Exercise details: Check every line of the records below for the string "black" and copy the ones that have it.

(Stored records)
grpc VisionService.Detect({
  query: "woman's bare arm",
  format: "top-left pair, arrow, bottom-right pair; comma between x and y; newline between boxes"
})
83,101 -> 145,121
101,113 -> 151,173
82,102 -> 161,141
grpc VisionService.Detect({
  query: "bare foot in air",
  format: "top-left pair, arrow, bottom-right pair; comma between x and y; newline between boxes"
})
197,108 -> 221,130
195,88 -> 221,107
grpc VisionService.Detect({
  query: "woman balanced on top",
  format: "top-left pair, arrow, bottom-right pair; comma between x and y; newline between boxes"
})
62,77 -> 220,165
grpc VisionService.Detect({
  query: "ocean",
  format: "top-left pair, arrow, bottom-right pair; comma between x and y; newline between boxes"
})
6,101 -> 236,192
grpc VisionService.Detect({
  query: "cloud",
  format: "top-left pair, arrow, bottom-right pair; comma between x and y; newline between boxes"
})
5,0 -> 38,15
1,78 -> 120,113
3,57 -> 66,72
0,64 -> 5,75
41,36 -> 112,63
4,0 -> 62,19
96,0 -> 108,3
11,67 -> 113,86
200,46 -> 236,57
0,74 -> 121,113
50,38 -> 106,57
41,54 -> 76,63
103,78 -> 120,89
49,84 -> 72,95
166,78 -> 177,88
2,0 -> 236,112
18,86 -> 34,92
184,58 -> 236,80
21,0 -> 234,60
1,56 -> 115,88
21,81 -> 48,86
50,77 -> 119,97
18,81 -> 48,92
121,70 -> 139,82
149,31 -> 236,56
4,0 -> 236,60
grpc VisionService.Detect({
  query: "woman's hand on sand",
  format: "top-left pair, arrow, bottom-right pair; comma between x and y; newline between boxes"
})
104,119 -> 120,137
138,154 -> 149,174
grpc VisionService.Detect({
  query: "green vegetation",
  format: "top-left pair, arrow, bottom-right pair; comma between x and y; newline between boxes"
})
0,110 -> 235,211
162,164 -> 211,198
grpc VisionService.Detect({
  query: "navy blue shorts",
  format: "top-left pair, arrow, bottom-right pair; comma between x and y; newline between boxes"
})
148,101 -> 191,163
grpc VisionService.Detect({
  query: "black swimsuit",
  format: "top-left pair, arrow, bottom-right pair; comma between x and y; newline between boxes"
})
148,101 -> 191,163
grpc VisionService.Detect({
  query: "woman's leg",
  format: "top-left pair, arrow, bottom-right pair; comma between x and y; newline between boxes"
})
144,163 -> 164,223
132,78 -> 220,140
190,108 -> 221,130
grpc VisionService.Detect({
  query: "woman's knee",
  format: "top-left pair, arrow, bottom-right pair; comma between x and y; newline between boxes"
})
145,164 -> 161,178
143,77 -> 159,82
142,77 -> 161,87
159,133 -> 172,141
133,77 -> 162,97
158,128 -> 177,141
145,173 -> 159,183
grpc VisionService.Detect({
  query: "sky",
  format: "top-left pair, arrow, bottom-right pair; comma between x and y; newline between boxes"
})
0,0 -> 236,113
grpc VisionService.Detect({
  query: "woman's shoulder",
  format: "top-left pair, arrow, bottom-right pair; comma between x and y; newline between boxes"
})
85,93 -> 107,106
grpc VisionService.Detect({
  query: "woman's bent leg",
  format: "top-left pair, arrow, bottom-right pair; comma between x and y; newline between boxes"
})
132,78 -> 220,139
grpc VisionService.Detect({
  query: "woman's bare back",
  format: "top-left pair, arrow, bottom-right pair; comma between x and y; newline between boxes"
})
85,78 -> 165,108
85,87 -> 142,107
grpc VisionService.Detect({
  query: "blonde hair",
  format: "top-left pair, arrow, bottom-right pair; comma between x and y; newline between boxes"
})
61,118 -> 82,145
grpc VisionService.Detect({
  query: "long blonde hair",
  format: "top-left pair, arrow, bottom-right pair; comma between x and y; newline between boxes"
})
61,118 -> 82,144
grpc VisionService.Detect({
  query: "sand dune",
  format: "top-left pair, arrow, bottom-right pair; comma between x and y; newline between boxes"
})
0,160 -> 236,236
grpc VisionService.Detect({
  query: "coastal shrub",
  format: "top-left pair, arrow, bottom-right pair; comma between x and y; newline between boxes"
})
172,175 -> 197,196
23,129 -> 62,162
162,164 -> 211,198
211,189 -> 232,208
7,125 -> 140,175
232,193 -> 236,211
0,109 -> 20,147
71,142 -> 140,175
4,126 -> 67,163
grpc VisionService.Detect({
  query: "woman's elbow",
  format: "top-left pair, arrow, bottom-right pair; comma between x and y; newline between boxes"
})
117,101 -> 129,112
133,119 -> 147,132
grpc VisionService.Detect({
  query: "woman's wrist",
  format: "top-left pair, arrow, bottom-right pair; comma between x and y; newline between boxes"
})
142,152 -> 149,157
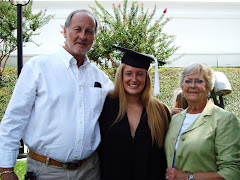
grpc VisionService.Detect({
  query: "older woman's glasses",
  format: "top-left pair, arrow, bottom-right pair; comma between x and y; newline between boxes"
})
184,79 -> 205,85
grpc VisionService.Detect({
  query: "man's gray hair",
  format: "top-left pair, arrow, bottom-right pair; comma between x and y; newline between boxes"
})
64,9 -> 98,34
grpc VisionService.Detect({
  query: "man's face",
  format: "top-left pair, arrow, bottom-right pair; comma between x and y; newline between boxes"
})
64,12 -> 96,57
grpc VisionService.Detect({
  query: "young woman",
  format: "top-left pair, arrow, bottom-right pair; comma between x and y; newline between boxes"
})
98,46 -> 171,180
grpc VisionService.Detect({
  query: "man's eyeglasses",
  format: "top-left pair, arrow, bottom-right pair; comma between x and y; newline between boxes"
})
184,78 -> 205,85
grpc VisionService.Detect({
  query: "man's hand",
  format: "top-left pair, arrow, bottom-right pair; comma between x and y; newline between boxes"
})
0,168 -> 18,180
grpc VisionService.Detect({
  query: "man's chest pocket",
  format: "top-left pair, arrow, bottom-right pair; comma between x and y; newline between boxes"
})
90,87 -> 104,113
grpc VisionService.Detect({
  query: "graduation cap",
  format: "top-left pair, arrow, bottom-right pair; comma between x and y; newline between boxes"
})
112,45 -> 166,95
111,45 -> 166,70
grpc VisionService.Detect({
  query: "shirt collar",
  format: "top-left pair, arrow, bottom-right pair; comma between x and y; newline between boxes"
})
58,46 -> 90,68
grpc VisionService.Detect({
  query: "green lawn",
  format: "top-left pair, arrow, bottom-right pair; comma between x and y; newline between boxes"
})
15,160 -> 27,180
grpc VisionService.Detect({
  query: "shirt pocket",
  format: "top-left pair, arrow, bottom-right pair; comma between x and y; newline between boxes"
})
90,87 -> 104,113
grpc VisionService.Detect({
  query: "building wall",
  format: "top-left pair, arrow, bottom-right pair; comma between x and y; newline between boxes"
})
5,0 -> 240,67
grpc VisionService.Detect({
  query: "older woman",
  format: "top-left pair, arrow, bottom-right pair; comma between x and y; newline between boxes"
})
164,63 -> 240,180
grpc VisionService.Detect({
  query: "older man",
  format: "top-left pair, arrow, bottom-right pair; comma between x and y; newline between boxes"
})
0,10 -> 113,180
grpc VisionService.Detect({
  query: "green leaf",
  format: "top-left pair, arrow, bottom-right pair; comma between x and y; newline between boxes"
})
0,1 -> 54,76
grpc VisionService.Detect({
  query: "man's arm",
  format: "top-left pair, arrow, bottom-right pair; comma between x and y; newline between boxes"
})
0,59 -> 37,169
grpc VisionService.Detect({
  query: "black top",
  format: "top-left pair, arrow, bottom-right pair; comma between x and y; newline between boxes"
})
98,96 -> 168,180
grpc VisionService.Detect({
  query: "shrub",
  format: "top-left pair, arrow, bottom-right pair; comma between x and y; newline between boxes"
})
88,0 -> 182,79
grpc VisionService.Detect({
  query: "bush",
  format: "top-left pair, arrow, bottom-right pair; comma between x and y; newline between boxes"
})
0,67 -> 17,120
0,1 -> 53,77
88,0 -> 182,79
153,67 -> 240,121
1,67 -> 239,122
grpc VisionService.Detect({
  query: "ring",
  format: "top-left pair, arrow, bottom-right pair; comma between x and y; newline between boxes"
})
166,176 -> 169,179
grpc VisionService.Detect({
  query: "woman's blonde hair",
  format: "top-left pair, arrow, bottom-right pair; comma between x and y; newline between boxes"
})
109,63 -> 170,148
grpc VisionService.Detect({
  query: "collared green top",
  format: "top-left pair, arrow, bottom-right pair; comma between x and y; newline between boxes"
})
164,100 -> 240,180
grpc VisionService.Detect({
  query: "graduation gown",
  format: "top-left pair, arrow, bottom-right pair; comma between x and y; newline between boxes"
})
98,96 -> 167,180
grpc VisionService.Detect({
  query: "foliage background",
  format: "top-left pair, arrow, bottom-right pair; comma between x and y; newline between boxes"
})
0,0 -> 53,77
88,0 -> 182,79
1,67 -> 239,122
152,67 -> 240,122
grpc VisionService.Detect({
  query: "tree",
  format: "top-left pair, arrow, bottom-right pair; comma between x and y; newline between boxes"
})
89,0 -> 182,79
0,0 -> 53,77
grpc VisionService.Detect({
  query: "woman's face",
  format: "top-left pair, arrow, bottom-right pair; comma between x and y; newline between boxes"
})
122,65 -> 147,97
182,73 -> 209,104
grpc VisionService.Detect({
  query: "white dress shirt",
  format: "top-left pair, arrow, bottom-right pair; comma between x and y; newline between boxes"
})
0,47 -> 113,167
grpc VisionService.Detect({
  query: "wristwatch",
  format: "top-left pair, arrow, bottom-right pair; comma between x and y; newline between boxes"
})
189,173 -> 194,180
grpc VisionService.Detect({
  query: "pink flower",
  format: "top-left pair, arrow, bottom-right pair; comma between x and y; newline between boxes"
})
60,24 -> 64,34
163,8 -> 167,13
141,3 -> 144,6
118,3 -> 121,8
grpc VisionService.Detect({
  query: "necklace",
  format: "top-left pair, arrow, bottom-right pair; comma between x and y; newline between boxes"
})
131,107 -> 142,138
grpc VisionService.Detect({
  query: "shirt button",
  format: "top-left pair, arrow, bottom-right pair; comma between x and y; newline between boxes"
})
78,139 -> 81,142
74,156 -> 78,159
80,104 -> 82,107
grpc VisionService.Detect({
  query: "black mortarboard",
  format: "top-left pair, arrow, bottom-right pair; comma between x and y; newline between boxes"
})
112,45 -> 166,95
111,45 -> 166,70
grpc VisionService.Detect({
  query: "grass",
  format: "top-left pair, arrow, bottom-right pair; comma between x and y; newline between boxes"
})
1,67 -> 240,178
15,160 -> 27,180
1,67 -> 240,121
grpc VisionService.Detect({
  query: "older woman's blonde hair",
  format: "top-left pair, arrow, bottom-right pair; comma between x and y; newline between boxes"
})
179,62 -> 215,92
109,63 -> 170,148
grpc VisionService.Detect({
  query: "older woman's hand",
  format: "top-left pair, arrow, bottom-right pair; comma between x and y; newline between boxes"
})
165,167 -> 188,180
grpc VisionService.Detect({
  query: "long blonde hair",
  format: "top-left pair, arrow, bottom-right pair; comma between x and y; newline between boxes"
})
109,63 -> 170,148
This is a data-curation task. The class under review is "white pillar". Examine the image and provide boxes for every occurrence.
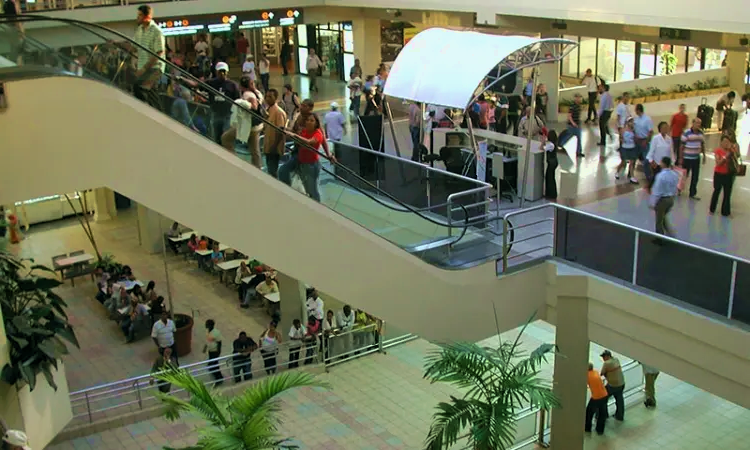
[725,51,747,96]
[550,294,589,449]
[93,187,117,222]
[276,271,306,334]
[352,17,381,77]
[136,203,174,254]
[539,33,562,123]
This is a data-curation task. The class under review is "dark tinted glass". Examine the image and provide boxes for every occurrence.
[730,262,750,325]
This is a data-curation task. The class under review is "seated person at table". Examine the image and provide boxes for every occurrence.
[256,276,279,296]
[105,286,129,317]
[235,261,252,303]
[121,297,149,343]
[144,281,158,303]
[96,278,114,304]
[198,236,208,250]
[210,243,224,271]
[166,222,181,254]
[150,295,166,319]
[187,234,199,254]
[120,265,136,281]
[131,284,145,303]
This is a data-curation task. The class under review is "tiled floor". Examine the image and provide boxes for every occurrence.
[45,321,750,449]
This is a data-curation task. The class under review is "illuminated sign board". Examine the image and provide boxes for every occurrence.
[239,9,304,29]
[158,9,303,34]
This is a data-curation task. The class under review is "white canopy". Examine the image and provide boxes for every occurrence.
[384,28,563,109]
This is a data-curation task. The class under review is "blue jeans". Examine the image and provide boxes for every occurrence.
[279,158,322,202]
[410,125,421,161]
[350,96,361,118]
[212,114,231,145]
[560,125,583,155]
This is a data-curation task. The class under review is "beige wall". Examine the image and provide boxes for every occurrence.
[0,76,551,344]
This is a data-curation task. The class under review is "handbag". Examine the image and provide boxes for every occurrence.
[737,154,747,177]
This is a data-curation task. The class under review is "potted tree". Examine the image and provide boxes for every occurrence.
[154,367,328,449]
[173,313,194,357]
[422,324,560,449]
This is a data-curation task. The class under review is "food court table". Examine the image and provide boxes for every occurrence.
[168,231,194,243]
[195,244,230,257]
[55,253,94,268]
[216,259,250,284]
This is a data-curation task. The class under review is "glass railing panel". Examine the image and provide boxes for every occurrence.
[636,235,733,317]
[512,408,539,446]
[554,209,636,282]
[731,262,750,326]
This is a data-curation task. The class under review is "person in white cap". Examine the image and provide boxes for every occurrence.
[2,429,31,450]
[205,61,240,145]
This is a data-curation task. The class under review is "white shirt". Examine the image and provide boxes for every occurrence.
[324,110,346,141]
[242,61,256,80]
[616,102,631,128]
[194,41,208,56]
[306,54,322,71]
[646,134,673,163]
[151,319,176,348]
[641,363,660,375]
[583,75,598,92]
[337,310,355,331]
[288,325,306,347]
[259,60,270,75]
[322,316,337,332]
[231,99,255,144]
[306,297,324,321]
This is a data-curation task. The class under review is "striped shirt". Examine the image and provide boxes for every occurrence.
[133,21,165,72]
[681,128,704,160]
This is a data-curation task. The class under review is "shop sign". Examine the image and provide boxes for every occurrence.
[157,19,206,36]
[239,9,304,29]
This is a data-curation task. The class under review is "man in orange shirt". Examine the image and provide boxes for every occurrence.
[586,362,608,435]
[670,104,688,162]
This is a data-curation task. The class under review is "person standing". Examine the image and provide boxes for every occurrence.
[646,122,673,186]
[325,102,346,164]
[260,321,282,375]
[585,362,608,435]
[202,319,224,386]
[669,104,689,162]
[542,130,559,199]
[650,157,679,237]
[709,134,739,217]
[408,102,422,161]
[211,34,224,66]
[205,62,240,145]
[600,350,625,421]
[280,113,335,202]
[263,89,288,178]
[348,75,363,120]
[235,33,248,66]
[350,58,363,79]
[306,288,325,323]
[597,83,614,146]
[229,94,255,164]
[132,5,165,112]
[633,104,654,179]
[151,311,178,363]
[232,331,257,383]
[559,93,583,157]
[150,347,177,393]
[642,363,660,408]
[280,40,291,76]
[288,319,306,368]
[680,118,706,200]
[581,68,599,124]
[258,53,270,93]
[306,49,323,93]
[615,92,631,135]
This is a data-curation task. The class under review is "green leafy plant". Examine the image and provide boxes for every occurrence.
[154,367,329,450]
[693,80,708,90]
[647,87,663,96]
[93,252,122,275]
[706,77,720,89]
[422,323,560,450]
[559,98,576,107]
[676,84,693,93]
[632,87,649,98]
[660,51,677,75]
[0,251,80,391]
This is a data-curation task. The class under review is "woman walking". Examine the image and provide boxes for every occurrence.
[615,118,639,184]
[280,113,335,202]
[259,321,282,375]
[709,134,739,217]
[542,130,559,199]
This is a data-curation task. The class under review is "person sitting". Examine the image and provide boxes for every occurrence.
[210,242,224,272]
[241,266,267,307]
[235,261,252,304]
[121,297,149,343]
[144,281,158,303]
[166,222,181,254]
[105,285,129,318]
[255,276,279,315]
[131,284,145,303]
[198,236,208,250]
[120,265,136,281]
[96,277,114,304]
[187,233,199,255]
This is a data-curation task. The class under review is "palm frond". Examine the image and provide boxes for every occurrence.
[424,397,483,450]
[228,371,328,419]
[424,343,501,398]
[154,366,230,427]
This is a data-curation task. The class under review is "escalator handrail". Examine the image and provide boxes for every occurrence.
[1,14,483,239]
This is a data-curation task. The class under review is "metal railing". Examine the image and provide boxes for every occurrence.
[500,203,750,325]
[508,359,644,449]
[68,325,417,426]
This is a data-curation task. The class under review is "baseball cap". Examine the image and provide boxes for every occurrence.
[330,102,339,109]
[600,350,612,358]
[215,62,229,72]
[3,430,31,450]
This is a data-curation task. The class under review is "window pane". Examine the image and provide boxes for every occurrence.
[672,45,688,73]
[704,49,725,70]
[639,42,656,77]
[297,24,308,47]
[616,40,636,81]
[596,38,616,82]
[687,47,701,72]
[578,37,597,80]
[657,44,675,75]
[560,35,579,78]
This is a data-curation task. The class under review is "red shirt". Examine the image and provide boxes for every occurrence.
[714,147,732,174]
[298,128,325,164]
[236,38,249,53]
[670,112,688,138]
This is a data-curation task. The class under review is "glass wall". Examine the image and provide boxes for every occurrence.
[560,36,734,81]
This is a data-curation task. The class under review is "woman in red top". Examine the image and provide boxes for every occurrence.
[669,104,688,161]
[282,113,333,202]
[709,134,739,217]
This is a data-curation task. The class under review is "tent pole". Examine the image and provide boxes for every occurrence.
[519,68,539,208]
[419,103,431,208]
[383,97,402,159]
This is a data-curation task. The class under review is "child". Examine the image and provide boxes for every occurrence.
[615,118,639,184]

Written answer:
  query: "black swimsuit",
  query: "black top",
  query: "black mortarboard",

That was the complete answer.